___ Text

DataHub Generalized Metadata Store (GMS) Docker Image

datahub-gms docker

Refer to DataHub GMS Service to have a quick understanding of the architecture and responsibility of this service for the DataHub.

Build & Run

cd docker/gms && docker-compose up --build

This command will rebuild the local docker image and start a container based on the image.

To start a container using an existing image, run the same command without the --build flag.

Container configuration

External Port

If you need to configure default configurations for your container such as the exposed port, you will do that in docker-compose.yml file. Refer to this link to understand how to change your exposed port settings.

ports:
  - "8080:8080"

Docker Network

All Docker containers for DataHub are supposed to be on the same Docker network which is datahub_network. If you change this, you will need to change this for all other Docker containers as well.

networks:
  default:
    name: datahub_network

MySQL, Elasticsearch and Kafka Containers

Before starting datahub-gms container, mysql, elasticsearch, neo4j and kafka containers should already be up and running. These connections are configured via environment variables in docker-compose.yml:

environment:
  - EBEAN_DATASOURCE_USERNAME=datahub
  - EBEAN_DATASOURCE_PASSWORD=datahub
  - EBEAN_DATASOURCE_HOST=mysql:3306
  - EBEAN_DATASOURCE_URL=jdbc:mysql://mysql:3306/datahub
  - EBEAN_DATASOURCE_DRIVER=com.mysql.jdbc.Driver

The value of EBEAN_DATASOURCE_HOST variable should be set to the host name of the mysql container within the Docker network.

______
___ Material supplied

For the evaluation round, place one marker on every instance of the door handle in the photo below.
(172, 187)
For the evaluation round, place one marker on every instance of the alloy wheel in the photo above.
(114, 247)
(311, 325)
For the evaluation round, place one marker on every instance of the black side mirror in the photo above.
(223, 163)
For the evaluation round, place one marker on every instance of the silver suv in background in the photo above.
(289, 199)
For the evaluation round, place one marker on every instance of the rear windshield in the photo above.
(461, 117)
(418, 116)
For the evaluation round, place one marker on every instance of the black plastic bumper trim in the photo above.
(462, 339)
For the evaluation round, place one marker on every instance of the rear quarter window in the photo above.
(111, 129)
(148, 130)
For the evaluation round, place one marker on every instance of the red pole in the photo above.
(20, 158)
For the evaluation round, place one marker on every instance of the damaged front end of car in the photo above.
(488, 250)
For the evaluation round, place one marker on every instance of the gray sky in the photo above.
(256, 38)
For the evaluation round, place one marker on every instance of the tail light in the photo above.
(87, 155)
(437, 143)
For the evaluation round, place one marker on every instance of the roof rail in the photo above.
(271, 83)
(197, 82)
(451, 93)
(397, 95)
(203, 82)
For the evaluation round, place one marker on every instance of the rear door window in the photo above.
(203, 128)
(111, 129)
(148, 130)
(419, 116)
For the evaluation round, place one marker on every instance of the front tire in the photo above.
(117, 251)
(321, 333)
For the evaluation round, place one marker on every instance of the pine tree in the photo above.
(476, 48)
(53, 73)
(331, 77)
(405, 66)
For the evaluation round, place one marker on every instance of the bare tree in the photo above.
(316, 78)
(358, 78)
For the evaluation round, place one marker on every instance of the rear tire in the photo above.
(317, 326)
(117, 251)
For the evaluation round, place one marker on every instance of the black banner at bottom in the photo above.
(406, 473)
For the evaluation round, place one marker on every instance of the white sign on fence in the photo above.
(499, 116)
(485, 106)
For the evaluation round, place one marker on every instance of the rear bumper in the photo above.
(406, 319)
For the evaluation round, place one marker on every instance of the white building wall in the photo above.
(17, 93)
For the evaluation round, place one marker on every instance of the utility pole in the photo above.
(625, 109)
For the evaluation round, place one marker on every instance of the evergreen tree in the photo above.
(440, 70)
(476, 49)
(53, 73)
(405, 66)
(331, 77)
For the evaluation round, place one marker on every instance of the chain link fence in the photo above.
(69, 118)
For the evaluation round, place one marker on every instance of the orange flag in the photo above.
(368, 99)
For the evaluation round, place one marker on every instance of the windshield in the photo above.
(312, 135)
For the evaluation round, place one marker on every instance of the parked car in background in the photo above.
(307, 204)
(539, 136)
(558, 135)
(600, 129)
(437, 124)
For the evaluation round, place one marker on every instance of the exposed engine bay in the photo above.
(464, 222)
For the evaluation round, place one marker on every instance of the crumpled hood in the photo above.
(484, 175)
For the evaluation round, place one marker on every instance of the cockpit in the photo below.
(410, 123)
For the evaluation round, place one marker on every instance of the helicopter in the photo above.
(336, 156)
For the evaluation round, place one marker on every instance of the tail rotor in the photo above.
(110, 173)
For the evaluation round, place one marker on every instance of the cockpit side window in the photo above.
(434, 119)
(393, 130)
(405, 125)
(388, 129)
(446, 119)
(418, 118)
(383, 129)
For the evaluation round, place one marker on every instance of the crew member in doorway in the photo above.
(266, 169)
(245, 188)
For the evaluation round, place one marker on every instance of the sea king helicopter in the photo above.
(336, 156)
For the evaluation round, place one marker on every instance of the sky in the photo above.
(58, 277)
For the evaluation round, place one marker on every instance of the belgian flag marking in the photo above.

______

__Objectives__:
A – Write out the DataHub GMS Docker text from "External Port" to "exposed port settings.".
B – According to the DataHub GMS Docker text, which Docker network should all DataHub containers be on?
C – Continue the DataHub GMS Docker text from the point where it stops.
The listing has no connection to the DataHub GMS Docker text.

__Answers by task__:
A –
External Port

If you need to configure default configurations for your container such as the exposed port, you will do that in docker-compose.yml file. Refer to this link to understand how to change your exposed port settings.

B – datahub_network

C –
environment:
  - KAFKA_BOOTSTRAP_SERVER=broker:29092
  - KAFKA_SCHEMAREGISTRY_URL=http://schema-registry:8081

The value of KAFKA_BOOTSTRAP_SERVER variable should be set to the host name of the kafka broker container within the Docker network. The value of KAFKA_SCHEMAREGISTRY_URL variable should be set to the host name of the kafka schema registry container within the Docker network.

environment:
  - ELASTICSEARCH_HOST=elasticsearch
  - ELASTICSEARCH_PORT=9200

The value of ELASTICSEARCH_HOST variable should be set to the host name of the elasticsearch container within the Docker network.

environment:
  - NEO4J_HOST=neo4j:7474
  - NEO4J_URI=bolt://neo4j
  - NEO4J_USERNAME=neo4j
  - NEO4J_PASSWORD=datahub

The value of NEO4J_URI variable should be set to the host name of the neo4j container within the Docker network.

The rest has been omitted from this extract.